* _任务列表_
#1 把记录里从含有“Annotation task — locate each instance of the backpack”的那一行起，一直到记录最后一行为止的内容原样抄下来，头尾两行都要包括在内。
#2 请续写那段讲机器人在网格里走不同路径数量的文字，从最后一句之后接着往下写。

::: 文字节选

A robot is located at the top-left corner of a m x n grid (marked 'Start' in the diagram below).

The robot can only move either down or right at any point in time. The robot is trying to reach the bottom-right corner of the grid (marked 'Finish' in the diagram below).

How many possible unique paths are there?

Example 1:

Input: m = 3, n = 7
Output: 28

Example 2:

Input: m = 3, n = 2
Output: 3
Explanation:
From the top-left corner, there are a total of 3 ways to reach the bottom-right corner:
1. Right -> Down -> Down
2. Down -> Down -> Right
3. Down -> Right -> Down

Example 3:

Input: m = 7, n = 3
Output: 28

Example 4:

Input: m = 3, n = 3
Output: 6

Note:

1 <= m, n <= 100
It's guaranteed that the answer will be less than or equal to 2 * 109.

::::::
::: 原始记录

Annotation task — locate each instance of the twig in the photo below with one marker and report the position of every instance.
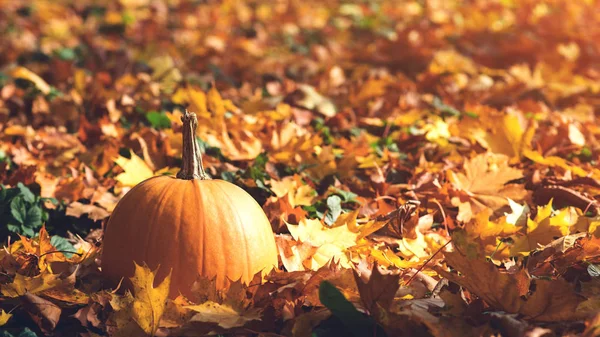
(426, 262)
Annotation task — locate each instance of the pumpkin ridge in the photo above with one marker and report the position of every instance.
(240, 223)
(163, 198)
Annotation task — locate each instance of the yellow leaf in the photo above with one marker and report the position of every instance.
(21, 72)
(215, 103)
(226, 316)
(149, 302)
(331, 243)
(23, 284)
(485, 182)
(554, 161)
(546, 226)
(4, 317)
(136, 170)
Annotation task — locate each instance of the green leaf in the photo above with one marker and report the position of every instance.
(33, 218)
(334, 204)
(27, 333)
(18, 210)
(444, 108)
(14, 228)
(158, 120)
(66, 54)
(594, 270)
(340, 307)
(63, 245)
(26, 193)
(347, 196)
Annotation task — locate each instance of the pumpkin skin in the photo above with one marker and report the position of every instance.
(192, 226)
(211, 228)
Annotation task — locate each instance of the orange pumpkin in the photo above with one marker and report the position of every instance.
(190, 224)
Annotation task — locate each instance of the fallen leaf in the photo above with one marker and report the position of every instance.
(149, 302)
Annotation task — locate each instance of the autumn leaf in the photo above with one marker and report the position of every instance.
(4, 317)
(549, 300)
(223, 314)
(149, 301)
(136, 170)
(485, 183)
(329, 243)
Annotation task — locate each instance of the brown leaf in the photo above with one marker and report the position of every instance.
(43, 312)
(376, 285)
(548, 300)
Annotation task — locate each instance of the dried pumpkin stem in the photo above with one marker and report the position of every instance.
(191, 166)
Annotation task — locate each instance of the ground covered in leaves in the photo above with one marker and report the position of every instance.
(429, 168)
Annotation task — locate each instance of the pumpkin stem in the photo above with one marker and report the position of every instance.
(191, 166)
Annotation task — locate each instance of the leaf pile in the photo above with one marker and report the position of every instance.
(429, 168)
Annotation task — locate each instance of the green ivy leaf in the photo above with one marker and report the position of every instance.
(334, 204)
(340, 307)
(594, 270)
(18, 209)
(14, 228)
(33, 218)
(63, 245)
(158, 120)
(26, 193)
(347, 196)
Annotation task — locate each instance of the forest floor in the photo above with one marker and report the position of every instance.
(428, 167)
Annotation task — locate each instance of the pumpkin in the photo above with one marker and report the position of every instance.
(189, 225)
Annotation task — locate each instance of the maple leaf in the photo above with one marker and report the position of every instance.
(549, 300)
(136, 170)
(484, 183)
(4, 317)
(149, 302)
(21, 72)
(225, 315)
(33, 285)
(298, 194)
(376, 285)
(330, 243)
(95, 213)
(544, 228)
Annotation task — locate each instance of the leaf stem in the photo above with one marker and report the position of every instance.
(191, 166)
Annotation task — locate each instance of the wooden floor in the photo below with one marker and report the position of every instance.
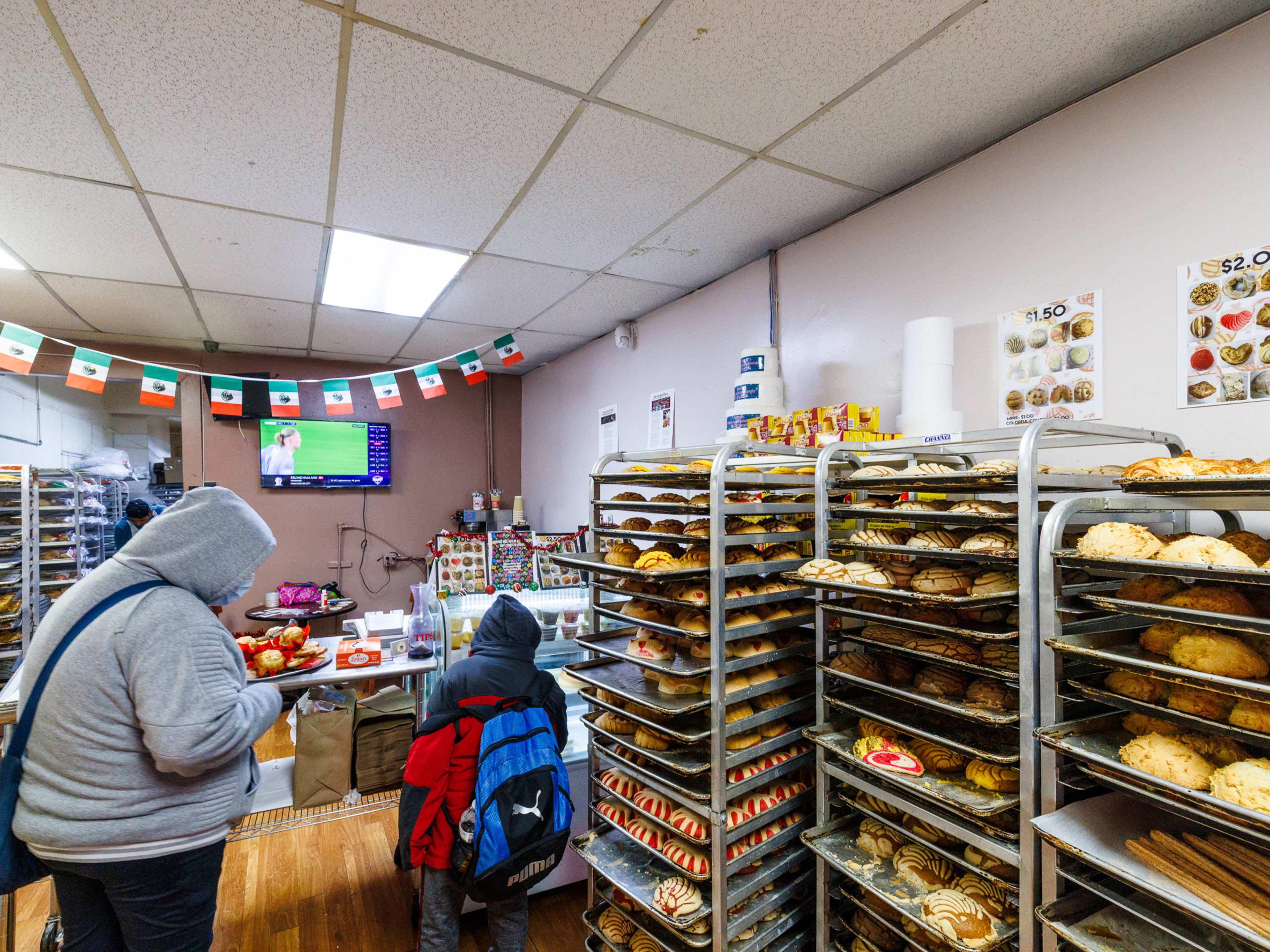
(331, 888)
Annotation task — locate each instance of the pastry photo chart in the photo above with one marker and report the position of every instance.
(1223, 329)
(1049, 361)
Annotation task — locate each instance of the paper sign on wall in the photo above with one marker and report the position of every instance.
(661, 420)
(1049, 361)
(1223, 329)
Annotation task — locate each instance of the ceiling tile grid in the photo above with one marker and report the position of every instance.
(765, 206)
(613, 182)
(436, 146)
(603, 304)
(747, 71)
(566, 41)
(46, 124)
(77, 228)
(125, 308)
(230, 102)
(505, 291)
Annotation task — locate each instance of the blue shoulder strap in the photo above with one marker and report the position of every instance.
(22, 732)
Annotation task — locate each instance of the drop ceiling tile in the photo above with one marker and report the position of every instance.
(441, 339)
(764, 207)
(75, 228)
(46, 122)
(613, 182)
(567, 41)
(26, 301)
(124, 308)
(949, 98)
(747, 71)
(505, 291)
(240, 253)
(256, 322)
(436, 146)
(369, 333)
(230, 102)
(603, 304)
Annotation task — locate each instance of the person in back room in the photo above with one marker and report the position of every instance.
(140, 756)
(136, 515)
(501, 666)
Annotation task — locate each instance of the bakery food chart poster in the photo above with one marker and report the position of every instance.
(1049, 362)
(511, 563)
(1223, 329)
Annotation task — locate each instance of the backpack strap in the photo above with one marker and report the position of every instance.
(22, 732)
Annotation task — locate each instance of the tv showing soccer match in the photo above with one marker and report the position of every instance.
(325, 455)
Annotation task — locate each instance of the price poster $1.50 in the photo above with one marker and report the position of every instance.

::::::

* _题目解答_
#1
Annotation task — locate each instance of the backpack strap in the photo above with one marker and report the position of every instance.
(22, 732)
Annotation task — locate each instance of the tv showing soccer match in the photo above with one marker and report the position of every instance.
(325, 455)
Annotation task — locate each instance of the price poster $1.50 in the photo above with one marker and report the position of every instance.

#2
解析

根据题意，就是给出了一个 m x n 大小的方格矩阵，左上角是起始位置，右下角是结束位置，问从开始位置走到结束位置过程中，只能向下和向右走，一共有多少种不同的路径。

如果 m 和 n 小的话可以用回溯法，但是因为他们都太大了，这里用动态规划进行解题：

初始化一个全 1 元素的 m x n 大小的二维列表 dp ，每个元素来表示从起始位置到当前位置的不同路径数量
遍历除第一行和第一列的所有元素，每个位置上 dp[i][j] = dp[i][j-1] + dp[i-1][j] ，表示从起始位置到当前位置的不同路径数，是从起始位置到左边位置的不同路径数加上从起始位置到上边位置的不同路径数
遍历结束得到的 dp[-1][-1] 就是答案，即从起始位置到终点位置的不同路径数

解答

class Solution(object):
    def uniquePaths(self, m, n):
        """
        :type m: int
        :type n: int
        :rtype: int
        """
        dp = [[1]*n for _ in range(m)]
        for i in range(1,m):
            for j in range(1,n):
                dp[i][j] = dp[i][j-1] + dp[i-1][j]
        return dp[-1][-1]

运行结果

Runtime: 23 ms, faster than 30.01% of Python online submissions for Unique Paths.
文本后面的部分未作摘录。